-- Start --
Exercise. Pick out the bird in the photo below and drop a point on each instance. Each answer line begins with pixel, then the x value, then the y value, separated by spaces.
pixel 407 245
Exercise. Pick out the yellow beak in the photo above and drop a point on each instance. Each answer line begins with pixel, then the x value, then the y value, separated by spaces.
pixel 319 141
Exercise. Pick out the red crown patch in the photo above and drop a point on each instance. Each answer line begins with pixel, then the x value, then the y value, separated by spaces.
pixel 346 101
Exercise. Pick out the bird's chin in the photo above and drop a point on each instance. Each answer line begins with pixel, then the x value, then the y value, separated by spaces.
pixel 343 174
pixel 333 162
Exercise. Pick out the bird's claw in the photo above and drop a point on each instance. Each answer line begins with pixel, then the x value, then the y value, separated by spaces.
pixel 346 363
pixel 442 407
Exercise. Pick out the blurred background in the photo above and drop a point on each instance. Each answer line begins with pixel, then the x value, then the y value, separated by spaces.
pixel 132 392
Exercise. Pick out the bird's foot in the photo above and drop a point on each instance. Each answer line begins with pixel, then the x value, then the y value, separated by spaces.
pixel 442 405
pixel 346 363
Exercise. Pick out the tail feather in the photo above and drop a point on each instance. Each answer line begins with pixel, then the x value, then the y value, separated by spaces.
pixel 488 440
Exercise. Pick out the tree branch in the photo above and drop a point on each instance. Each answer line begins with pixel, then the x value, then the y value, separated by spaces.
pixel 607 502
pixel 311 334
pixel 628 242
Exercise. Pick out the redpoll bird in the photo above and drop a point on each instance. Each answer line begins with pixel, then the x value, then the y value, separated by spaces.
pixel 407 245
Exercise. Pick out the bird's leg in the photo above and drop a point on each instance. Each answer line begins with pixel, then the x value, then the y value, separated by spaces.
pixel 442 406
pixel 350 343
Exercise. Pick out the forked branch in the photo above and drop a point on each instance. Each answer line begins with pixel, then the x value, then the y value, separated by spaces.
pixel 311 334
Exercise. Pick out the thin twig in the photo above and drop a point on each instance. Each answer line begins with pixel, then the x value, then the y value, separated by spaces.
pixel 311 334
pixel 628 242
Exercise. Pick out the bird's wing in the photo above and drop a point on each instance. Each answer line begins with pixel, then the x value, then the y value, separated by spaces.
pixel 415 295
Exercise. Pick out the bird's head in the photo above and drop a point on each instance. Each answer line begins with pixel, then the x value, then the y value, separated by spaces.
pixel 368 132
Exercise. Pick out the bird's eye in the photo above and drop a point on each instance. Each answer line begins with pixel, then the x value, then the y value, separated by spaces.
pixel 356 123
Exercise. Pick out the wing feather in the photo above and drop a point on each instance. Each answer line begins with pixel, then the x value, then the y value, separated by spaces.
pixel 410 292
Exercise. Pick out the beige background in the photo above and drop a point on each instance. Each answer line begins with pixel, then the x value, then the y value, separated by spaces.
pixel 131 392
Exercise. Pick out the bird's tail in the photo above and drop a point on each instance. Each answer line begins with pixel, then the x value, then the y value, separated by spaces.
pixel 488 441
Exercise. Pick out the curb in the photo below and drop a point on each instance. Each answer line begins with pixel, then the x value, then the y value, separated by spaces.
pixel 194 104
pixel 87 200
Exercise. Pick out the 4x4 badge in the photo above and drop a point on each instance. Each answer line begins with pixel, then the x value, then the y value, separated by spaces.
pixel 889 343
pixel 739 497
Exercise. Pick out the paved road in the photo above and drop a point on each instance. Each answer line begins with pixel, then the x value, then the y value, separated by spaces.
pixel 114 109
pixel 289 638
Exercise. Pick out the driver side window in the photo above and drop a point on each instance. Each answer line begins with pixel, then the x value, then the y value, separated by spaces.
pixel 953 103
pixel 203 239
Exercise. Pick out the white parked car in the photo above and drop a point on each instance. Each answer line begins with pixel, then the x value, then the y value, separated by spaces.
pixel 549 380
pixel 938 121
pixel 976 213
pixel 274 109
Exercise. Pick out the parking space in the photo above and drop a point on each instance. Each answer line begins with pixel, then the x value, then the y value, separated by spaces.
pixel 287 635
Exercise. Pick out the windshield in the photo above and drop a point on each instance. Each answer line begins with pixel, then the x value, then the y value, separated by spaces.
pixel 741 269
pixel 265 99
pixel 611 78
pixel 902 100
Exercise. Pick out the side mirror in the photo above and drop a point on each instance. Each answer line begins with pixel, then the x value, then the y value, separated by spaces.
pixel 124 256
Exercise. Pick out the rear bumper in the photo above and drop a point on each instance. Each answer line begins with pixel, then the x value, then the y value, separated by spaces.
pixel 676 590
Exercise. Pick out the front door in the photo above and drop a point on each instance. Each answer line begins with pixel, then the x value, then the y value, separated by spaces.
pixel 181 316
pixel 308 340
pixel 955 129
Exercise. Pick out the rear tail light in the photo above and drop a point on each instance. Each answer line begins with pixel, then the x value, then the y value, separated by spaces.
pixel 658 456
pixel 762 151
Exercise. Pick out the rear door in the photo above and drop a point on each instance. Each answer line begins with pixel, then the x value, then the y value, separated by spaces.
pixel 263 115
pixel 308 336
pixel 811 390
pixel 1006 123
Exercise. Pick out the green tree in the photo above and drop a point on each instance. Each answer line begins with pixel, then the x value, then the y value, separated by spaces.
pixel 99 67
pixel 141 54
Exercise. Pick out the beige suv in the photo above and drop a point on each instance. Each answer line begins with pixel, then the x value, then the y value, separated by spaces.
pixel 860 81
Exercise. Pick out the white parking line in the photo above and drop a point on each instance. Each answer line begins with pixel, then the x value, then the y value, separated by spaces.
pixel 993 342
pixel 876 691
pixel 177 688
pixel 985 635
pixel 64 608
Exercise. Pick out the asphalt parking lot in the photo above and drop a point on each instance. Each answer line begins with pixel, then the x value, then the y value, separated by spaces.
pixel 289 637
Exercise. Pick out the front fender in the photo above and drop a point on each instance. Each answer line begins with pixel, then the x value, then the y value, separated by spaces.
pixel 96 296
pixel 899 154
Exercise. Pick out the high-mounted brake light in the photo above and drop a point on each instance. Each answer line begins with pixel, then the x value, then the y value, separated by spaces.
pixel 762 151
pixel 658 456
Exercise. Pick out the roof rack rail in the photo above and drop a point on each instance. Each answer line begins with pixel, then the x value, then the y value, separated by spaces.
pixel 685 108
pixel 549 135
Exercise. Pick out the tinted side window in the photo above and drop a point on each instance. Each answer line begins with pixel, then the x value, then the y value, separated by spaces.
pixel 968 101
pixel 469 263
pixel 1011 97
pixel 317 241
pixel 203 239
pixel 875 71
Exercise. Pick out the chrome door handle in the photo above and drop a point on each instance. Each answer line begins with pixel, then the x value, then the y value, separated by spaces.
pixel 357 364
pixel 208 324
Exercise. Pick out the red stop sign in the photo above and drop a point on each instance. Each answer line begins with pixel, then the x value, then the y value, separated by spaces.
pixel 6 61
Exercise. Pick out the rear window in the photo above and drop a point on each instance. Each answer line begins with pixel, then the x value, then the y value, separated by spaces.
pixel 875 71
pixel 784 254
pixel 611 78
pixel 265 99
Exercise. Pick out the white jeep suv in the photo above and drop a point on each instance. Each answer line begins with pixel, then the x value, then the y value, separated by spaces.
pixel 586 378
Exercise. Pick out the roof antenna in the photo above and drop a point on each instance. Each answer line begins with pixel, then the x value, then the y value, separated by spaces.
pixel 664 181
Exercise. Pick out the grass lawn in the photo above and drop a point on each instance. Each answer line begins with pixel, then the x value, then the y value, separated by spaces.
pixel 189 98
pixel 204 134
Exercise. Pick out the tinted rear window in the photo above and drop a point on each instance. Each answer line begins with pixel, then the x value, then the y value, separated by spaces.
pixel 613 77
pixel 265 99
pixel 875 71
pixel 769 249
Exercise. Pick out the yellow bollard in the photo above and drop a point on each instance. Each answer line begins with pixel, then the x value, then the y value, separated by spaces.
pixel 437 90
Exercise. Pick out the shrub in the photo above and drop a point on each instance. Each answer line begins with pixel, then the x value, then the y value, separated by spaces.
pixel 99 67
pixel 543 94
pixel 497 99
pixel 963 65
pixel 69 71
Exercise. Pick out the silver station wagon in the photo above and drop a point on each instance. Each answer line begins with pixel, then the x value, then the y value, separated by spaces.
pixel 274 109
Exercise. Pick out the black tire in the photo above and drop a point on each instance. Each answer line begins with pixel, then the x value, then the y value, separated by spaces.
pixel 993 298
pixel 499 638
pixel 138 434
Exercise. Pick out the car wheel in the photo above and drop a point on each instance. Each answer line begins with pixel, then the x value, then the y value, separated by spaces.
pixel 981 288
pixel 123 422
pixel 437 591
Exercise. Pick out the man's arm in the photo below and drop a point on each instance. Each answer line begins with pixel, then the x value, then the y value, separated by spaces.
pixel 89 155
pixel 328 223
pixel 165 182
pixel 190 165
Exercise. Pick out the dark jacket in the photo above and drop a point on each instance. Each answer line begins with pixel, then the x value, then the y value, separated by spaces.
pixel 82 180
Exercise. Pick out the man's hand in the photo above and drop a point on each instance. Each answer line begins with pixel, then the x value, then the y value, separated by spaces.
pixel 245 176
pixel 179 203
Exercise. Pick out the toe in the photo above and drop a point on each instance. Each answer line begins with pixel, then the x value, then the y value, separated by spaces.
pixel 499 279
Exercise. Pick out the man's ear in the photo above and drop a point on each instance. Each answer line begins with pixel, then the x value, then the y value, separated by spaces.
-- End --
→ **Written instruction**
Copy the records word for word, starting at the beginning and stopping after the line that contains "pixel 346 101".

→ **Written solution**
Exercise. Pick out the bird in the photo below and drop a point on each instance. Each answer line begins with pixel, then the x value, then the y value, separated by spaces.
pixel 407 245
Exercise. Pick out the yellow beak in the photo above and drop a point on each instance. Each answer line begins with pixel, then the x value, then the y value, separated by spaces.
pixel 319 141
Exercise. Pick out the red crown patch in the photo above and drop a point on each instance. Each answer line begins with pixel, then the x value, then the y value, separated by spaces.
pixel 346 101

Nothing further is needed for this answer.